▶ **PROVIDED TEXT**:

--

Indians should not ignore health warning

Issue 367 April 15, 2017

Improper and irregular food habits, inappropriate lifestyle, lack of exercise and worst of all, a fatalistic attitude are among the reasons for the comparatively unhealthy nature of the Indian population in New Zealand.

Dr Albert Ko, an Interventional Cardiologist based at Ascot Hospital in Greenlane, Auckland told Indian Newslink during an interview last week that Indians are also exposed to higher risk of cardiovascular diseases, compounded by diabetes and high cholesterol, which are in turn triggered by the abovementioned factors.

The result is not a happy state of affairs.

In her presentation titled, ‘Challenges for Asian Health and Asian Health promotion in New Zealand’ to the Health Promotion Forum of New Zealand in January 2015, Agnes Wong, Community Programmes Development Manager at St John New Zealand said that successful Asian health promotion strategies and initiatives demand good communication and understanding of the issues as the foundation for community engagement.

Community responsibility

“Community involvement and engagement drives the building of capacity to make decisions and take culturally appropriate and suitable actions, allow for partnerships to be formed, community needs to be realised and perpetuate sustainability of the programme. It is important that Asian communities are continually legitimised and empowered to drive health promotion initiatives that realise the impact of culturally-responsive community engagement approaches to improve health and reduce future burdens of disease,” she said.

--

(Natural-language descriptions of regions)
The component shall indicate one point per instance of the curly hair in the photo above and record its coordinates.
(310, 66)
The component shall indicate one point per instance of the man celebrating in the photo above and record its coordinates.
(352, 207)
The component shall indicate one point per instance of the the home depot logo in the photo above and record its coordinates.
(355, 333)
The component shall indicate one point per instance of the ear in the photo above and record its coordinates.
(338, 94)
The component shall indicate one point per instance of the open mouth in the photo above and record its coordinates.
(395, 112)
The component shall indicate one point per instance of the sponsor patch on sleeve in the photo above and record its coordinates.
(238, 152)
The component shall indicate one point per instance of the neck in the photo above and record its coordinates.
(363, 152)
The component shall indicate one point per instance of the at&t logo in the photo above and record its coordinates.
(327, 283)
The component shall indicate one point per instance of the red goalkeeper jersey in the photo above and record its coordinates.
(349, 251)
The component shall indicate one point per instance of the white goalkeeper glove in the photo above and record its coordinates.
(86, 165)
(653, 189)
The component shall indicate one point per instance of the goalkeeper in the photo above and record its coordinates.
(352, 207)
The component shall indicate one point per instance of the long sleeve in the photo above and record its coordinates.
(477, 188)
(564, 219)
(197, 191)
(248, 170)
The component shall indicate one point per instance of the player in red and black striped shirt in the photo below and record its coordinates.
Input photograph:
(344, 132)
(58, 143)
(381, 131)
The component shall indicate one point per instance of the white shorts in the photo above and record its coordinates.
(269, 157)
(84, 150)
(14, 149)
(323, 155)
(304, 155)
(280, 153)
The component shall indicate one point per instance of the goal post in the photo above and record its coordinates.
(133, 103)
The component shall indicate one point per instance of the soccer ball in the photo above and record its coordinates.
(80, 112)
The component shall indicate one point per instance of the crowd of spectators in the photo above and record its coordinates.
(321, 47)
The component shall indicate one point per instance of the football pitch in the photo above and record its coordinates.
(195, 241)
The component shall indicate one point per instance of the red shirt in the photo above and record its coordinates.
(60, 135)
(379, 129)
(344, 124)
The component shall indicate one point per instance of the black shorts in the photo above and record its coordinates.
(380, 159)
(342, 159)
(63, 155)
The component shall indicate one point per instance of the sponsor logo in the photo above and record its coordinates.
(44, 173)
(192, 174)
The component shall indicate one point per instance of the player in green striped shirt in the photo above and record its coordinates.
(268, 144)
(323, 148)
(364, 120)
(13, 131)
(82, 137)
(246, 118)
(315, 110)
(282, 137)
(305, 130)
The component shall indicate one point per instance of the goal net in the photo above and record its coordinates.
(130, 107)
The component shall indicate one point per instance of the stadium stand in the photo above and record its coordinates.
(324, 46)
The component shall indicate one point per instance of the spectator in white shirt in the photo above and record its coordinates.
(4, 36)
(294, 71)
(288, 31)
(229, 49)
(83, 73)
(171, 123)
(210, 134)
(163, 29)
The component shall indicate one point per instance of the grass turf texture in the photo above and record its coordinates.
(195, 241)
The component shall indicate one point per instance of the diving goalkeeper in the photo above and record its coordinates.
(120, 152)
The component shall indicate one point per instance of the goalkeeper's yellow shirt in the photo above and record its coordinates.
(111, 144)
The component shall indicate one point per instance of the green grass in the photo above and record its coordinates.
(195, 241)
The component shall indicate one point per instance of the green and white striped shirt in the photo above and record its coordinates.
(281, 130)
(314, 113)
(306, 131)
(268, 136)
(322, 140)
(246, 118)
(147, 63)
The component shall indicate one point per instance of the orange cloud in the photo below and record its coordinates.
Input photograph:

--

Carry on the article about health risks facing Indians in New Zealand, beginning right after its last paragraph.

▶ **ANSWER AREA**:
Recognising the problems

We should move away from a pathological view and consider the impacts of systemic issues on health. Prevalence of Type 2 Diabetes is increasing globally and in many cases, remains undiagnosed. South Asians have two to six times higher prevalence compared to white populations.

However, Indians identify a number of barriers to prevention of diabetes, including certain health beliefs and practices relating to diet, attitudes to physical activity, religious beliefs, levels of underlying knowledge about diabetes, and attitudes to the concept of self-management.

It is sad that the growing population of Indians in New Zealand are somewhat apathetic towards their own health. It is time to change the attitude and enthuse a collective sense of responsibility.